**SELECTED EXCERPT:**
In Scheme 1, the average total waiting time of the tagged PU packet encompasses the average service time as well as the service times of the current PU and SU (if there is one) [23]. The system that does not prioritize or interrupt ongoing tasks. The formula for calculating the average total waiting time, given that the PU delay is i (an integer) timeslots, was developed as follows:

$$W_P^q\left(d\right)=\frac{1}{2}\left(\frac{{\lambda }_P}{{\mu }_P^2}+\frac{{\lambda }_S}{{\mu }_S^2}\right)+\frac{N_P^q}{{\mu }_P}+\frac{i}{{\mu }_S}, \forall d=i$$

(2)

Next, employing Little’s hypothesis, $N^q$ is equal to $\lambda W^q$, as follows:

$$W_P^{q\left(non-premp\right)}\left(d\right)=\frac{1}{2}\left(\frac{\frac{{\lambda }_P}{{\mu }_P^2}+\frac{{\lambda }_S}{{\mu }_S^2}+\frac{i}{{\mu }_S}}{1-{\rho }_P}\right)$$

(3)

The equation representing the average total waiting time of the processing unit in Scheme 1 is displayed below:

$$W_P^{q\left(non-premp\right)}\left(d\right)=X_P+\frac{1}{2}\left(\frac{\frac{{\lambda }_P}{{\mu }_P^2}+\frac{{\lambda }_S}{{\mu }_S^2}+\frac{i}{{\mu }_S}}{1-{\rho }_P}\right)$$

(4)

The average cumulative waiting time of the labeled SU packet is thereafter indicated. The calculation includes the average service time, as well as the service time of the identified SU packet and the combined service times of the PU and SU. The future arrivals at the PU line have no influence on it.

$$W_S^q\left(d\right)=\frac{1}{2}\left(\frac{{\lambda }_P}{{\mu }_P^2}+\frac{{\lambda }_S}{{\mu }_S^2}\right)+\frac{N_P^q}{{\mu }_P}+\frac{N_S^q}{{\mu }_S}, \forall d=i$$

(5)

By applying Little’s theorem, this can be deduced as demonstrated below.

$$W_S^{q\left(non-premp\right)}\left(d\right)=\frac{1}{2}\left(\frac{\frac{{\lambda }_P}{{\mu }_P^2}+\frac{{\lambda }_S}{{\mu }_S^2}}{\left(1-{\rho }_P\right)\left(1-{\rho }_S\right)}\right)$$

(6)

Ultimately, when the average service time of SU, $\overline{X_S}$, is included, the resulting statement is as follows:

$$W_S^{\left(non-premp\right)}\left(d\right)=\overline{X_S}+W_S^{q\left(non-prem\right)}\left(d\right)$$

(7)

In this work, the following two equations are derived for simulation purposes, assuming that the service time, denoted as $X_S$, is equal to one time slot for both the service and processing times.

$$W_P^{\left(non-premp\right)}\left(d\right)=1+\frac{1}{2}\left(\frac{\frac{{\lambda }_P}{{\mu }_P^2}+\frac{{\lambda }_S}{{\mu }_S^2}+\frac{i}{{\mu }_S}}{1-{\rho }_P}\right)$$

(8)

$$W_S^{\left(non-premp\right)}\left(d\right)=1+\frac{1}{2}\left(\frac{\frac{{\lambda }_P}{{\mu }_P^2}+\frac{{\lambda }_S}{{\mu }_S^2}}{\left(1-{\rho }_P\right)\left(1-{\rho }_S\right)}\right)$$

(9)

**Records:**
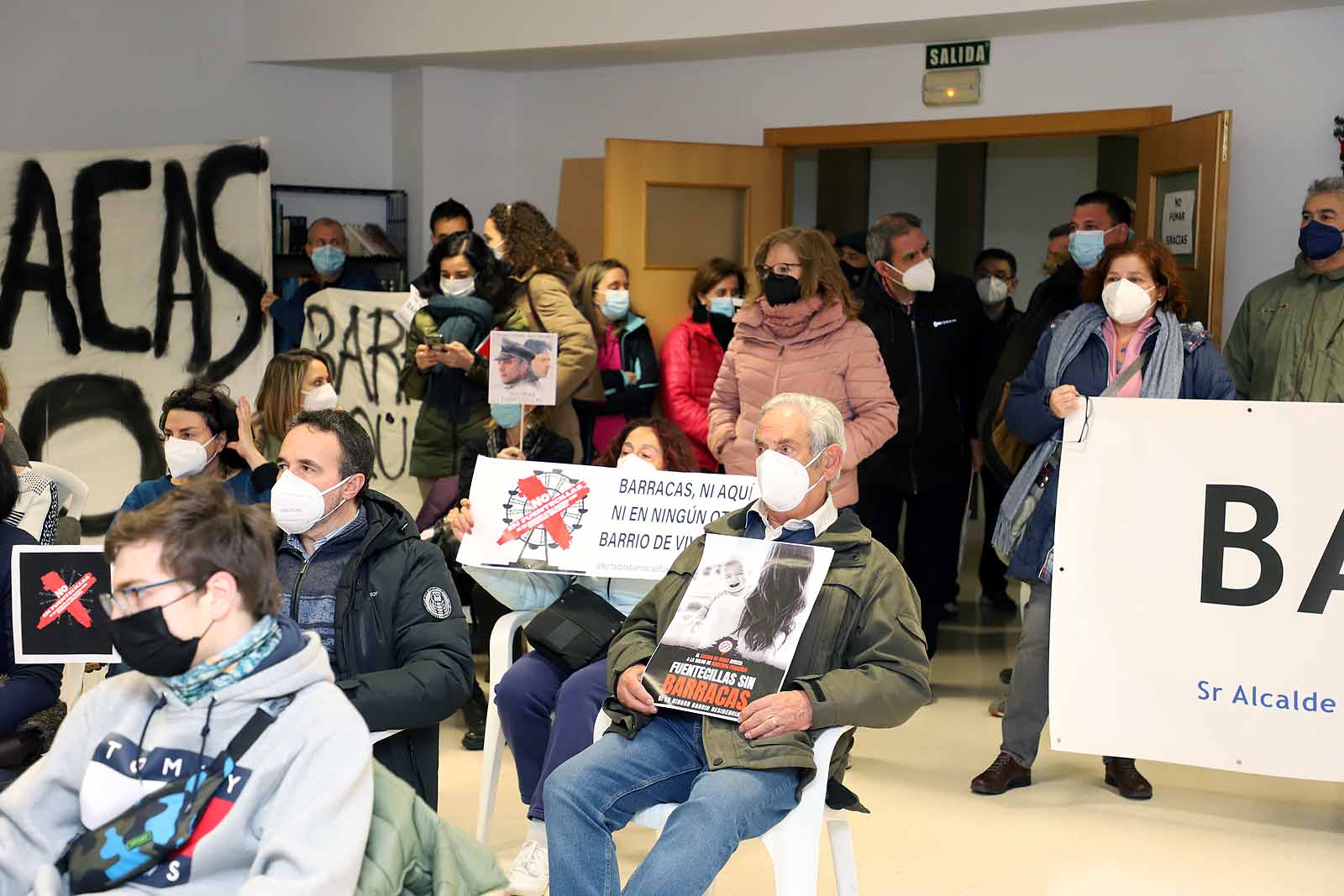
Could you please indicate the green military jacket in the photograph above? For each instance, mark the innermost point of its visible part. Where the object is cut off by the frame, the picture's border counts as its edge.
(438, 443)
(1288, 338)
(862, 658)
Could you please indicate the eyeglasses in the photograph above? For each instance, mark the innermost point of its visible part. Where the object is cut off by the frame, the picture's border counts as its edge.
(124, 602)
(784, 269)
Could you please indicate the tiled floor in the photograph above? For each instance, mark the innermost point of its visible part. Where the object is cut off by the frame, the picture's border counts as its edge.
(1205, 832)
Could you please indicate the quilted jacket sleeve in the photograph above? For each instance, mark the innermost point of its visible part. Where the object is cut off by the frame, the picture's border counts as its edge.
(679, 403)
(869, 392)
(726, 403)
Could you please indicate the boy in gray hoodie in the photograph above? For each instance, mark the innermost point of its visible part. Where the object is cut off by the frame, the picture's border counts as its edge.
(192, 609)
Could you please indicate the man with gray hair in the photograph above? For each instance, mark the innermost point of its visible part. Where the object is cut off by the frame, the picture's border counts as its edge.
(326, 249)
(1283, 345)
(737, 781)
(937, 345)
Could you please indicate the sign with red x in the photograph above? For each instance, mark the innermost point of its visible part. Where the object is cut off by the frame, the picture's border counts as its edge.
(53, 594)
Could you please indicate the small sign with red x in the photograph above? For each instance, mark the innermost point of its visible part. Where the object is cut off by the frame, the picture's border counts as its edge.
(54, 591)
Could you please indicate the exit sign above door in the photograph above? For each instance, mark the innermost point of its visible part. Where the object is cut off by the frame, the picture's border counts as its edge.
(958, 55)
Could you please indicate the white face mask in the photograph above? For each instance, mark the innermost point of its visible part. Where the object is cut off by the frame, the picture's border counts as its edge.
(917, 278)
(297, 504)
(185, 457)
(320, 399)
(992, 291)
(1126, 301)
(783, 481)
(635, 464)
(456, 286)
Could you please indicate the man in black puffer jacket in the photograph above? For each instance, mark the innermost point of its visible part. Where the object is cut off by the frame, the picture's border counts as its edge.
(355, 571)
(936, 343)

**WHAT TO DO:**
**A)** Output the passage of the waiting-time excerpt starting with "The equation representing" and going on through "influence on it.".
**B)** According to the waiting-time excerpt, what has no influence on the average cumulative waiting time of the labeled SU packet?

**COMPLETE ANSWERS:**
**A)**
The equation representing the average total waiting time of the processing unit in Scheme 1 is displayed below:

$$W_P^{q\left(non-premp\right)}\left(d\right)=X_P+\frac{1}{2}\left(\frac{\frac{{\lambda }_P}{{\mu }_P^2}+\frac{{\lambda }_S}{{\mu }_S^2}+\frac{i}{{\mu }_S}}{1-{\rho }_P}\right)$$

(4)

The average cumulative waiting time of the labeled SU packet is thereafter indicated. The calculation includes the average service time, as well as the service time of the identified SU packet and the combined service times of the PU and SU. The future arrivals at the PU line have no influence on it.

**B)** The future arrivals at the PU line.